Ausgewählter Auszug
**********

Laut Ries wird anschließend geschaut, welches der gematchten Tiere zum Suchenden passt – schließlich soll vermieden werden, dass Hund, Katze und Co. am Ende zurück im Tierheim landen.

Zahl der Haustiere wächst durch die Corona-Pandemie

Die Corona-Pandemie löste einen Haustierboom aus. Homeoffice, Kurzarbeit und eingeschränkte Reisemöglichkeiten führten vor allem zu Beginn der Pandemie zu einem wahren Run auf Hunde, Katzen und Kleintiere.

Der Tierschutzbund spricht von einer Zunahme von einer Millionen Katzen im Jahr 2020 bundesweit. In Sachsen-Anhalt liegt der Anstieg an Katzen bei 35 Prozent – in Thüringen und Sachsen bei 27,5 und 18 Prozent.  

Allein von Ende 2019 bis Ende 2020 stieg die Zahl der in Sachsen-Anhalt registrierten Hunde um mehr als zehn Prozent – von 131.000 auf knapp 145.000.

**********

Informationen
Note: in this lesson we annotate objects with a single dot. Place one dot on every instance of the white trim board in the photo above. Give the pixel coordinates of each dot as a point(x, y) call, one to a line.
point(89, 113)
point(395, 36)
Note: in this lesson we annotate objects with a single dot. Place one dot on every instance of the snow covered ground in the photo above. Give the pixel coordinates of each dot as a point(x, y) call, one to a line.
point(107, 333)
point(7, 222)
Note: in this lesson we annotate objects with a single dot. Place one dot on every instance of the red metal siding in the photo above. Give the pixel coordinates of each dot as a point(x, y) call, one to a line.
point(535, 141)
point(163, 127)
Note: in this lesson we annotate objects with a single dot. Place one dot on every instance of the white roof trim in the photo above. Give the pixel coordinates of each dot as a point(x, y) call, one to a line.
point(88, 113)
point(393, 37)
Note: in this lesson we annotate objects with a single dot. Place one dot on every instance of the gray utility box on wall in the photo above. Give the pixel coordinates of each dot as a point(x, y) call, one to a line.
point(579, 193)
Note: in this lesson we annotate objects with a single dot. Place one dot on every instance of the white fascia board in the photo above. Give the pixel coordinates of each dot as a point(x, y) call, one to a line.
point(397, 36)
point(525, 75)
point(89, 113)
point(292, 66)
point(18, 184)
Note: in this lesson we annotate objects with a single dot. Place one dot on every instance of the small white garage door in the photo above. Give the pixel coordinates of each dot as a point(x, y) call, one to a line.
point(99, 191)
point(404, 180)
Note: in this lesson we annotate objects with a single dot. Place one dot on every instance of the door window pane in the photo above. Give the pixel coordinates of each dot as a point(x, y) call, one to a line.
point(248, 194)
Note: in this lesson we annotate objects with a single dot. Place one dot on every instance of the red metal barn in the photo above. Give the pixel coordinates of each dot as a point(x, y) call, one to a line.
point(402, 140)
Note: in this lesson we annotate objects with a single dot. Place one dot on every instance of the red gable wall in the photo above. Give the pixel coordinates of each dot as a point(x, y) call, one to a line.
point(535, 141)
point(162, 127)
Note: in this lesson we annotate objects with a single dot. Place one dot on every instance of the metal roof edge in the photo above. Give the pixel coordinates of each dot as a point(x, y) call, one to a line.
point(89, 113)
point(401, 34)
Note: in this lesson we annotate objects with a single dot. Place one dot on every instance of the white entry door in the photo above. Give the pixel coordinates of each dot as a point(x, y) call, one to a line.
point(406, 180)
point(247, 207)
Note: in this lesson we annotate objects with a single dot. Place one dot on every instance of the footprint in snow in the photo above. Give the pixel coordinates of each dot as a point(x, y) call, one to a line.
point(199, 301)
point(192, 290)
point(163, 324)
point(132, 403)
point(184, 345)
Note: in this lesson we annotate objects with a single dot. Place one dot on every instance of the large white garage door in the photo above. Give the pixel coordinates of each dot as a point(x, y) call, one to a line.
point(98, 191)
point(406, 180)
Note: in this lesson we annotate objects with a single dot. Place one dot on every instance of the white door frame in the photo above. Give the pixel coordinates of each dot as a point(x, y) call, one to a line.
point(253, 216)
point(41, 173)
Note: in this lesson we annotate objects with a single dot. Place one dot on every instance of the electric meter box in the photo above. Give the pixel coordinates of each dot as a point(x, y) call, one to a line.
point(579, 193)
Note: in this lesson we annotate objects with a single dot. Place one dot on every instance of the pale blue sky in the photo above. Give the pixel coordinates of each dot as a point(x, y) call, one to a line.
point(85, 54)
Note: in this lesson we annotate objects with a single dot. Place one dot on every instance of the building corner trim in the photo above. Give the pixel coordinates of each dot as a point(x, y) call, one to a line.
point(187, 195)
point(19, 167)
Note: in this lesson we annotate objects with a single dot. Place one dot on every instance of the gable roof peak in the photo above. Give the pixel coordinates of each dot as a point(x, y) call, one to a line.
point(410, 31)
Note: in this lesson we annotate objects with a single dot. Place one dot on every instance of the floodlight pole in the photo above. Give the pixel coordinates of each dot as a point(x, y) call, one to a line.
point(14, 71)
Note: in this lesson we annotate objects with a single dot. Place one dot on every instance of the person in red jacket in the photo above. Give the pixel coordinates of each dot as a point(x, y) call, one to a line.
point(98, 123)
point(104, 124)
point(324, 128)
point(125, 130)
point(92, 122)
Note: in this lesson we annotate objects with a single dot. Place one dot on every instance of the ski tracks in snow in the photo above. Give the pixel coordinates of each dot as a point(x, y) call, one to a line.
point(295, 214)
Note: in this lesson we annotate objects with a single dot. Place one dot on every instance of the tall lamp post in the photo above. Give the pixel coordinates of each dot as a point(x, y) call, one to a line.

**********

Schreibe den Text über den Haustierboom während der Corona-Pandemie im Anschluss an seinen letzten Satz weiter. Die Datensätze werden für die Bearbeitung nicht benötigt.

Antwort zur Aufgabe
Unterschätzter Aufwand

Allerdings haben viele Menschen den Zeitaufwand und die Kosten, die mit Haustieren verbunden sind, unterschätzt. Das sieht auch Nadine Liebert so, die seit 17 Jahren Hundetrainerin in der Börde und spezialisiert auf junge Problem-Hunde ist. Liebert erklärt, dass bei ihr regelmäßig Anrufe eingehen, in denen Hundebesitzerinnen und Hundebesitzer um schnelle Hilfe bitten.

Ich musste sehr viele Kriseninterventionsgespräche führen und Notfallmanagementmaßnahmen am Telefon besprechen, weil ich gar nicht so viel Training anbieten konnte, wie nötig und gebraucht waren.

Nadine Liebert Hundetrainerin

Sie erklärt, dass die Wartezeiten vor Corona bei ihr zwischen drei und vier Wochen für Einzelcoachings lagen. Durch den Haustierboom liegen die Wartezeiten nun bei sechs bis acht Wochen, so Liebert weiter.

Besonders verhaltensauffällige Tiere durch die Pandemie

Wegen der hohen Nachfrage muss sie inzwischen sehr stark filtern und genau schauen, für welchen Hund sie sich die Zeit nehmen muss. Liebert zufolge wird es eine Welle an "verhaltensauffälligen Pandemieprojekten" geben. Die Hundetrainerin erklärt, dass der Mehrbedarf nicht mehr durch seriöse Züchterinnen und Züchter gedeckt wird, sondern durch "Hundevermehrerfabriken".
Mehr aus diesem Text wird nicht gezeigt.